■ **PROBLEM TO SOLVE**
Return each line of the material below that contains the string "front". Case counts.

★ ★ ★ ★

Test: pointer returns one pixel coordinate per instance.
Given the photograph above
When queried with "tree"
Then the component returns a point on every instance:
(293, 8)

★ ★ ★ ★

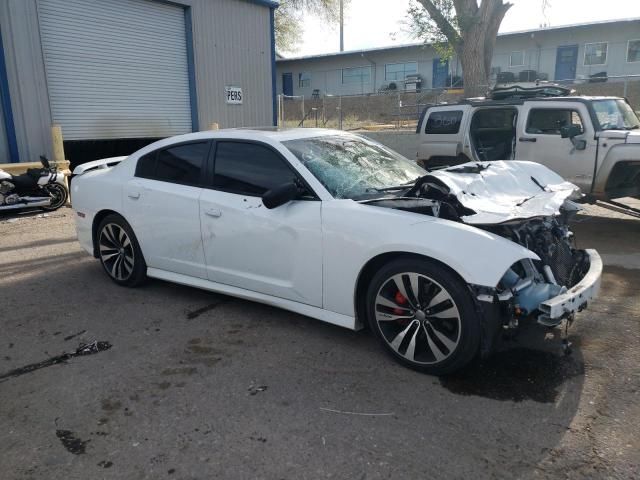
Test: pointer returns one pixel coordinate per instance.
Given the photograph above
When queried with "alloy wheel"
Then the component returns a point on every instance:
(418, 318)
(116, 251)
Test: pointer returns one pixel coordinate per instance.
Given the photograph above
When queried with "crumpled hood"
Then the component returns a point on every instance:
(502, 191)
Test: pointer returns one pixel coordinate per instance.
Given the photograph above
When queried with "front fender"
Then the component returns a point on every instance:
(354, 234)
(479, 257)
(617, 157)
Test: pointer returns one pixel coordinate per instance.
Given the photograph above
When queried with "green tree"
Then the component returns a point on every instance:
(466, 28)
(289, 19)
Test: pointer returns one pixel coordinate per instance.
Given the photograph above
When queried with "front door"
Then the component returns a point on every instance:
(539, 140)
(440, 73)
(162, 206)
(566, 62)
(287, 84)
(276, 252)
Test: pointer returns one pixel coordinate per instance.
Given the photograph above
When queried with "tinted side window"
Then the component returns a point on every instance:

★ ★ ★ ★

■ **ANSWER TO THE PROBLEM**
When queried with "front fender"
When queried with "front door"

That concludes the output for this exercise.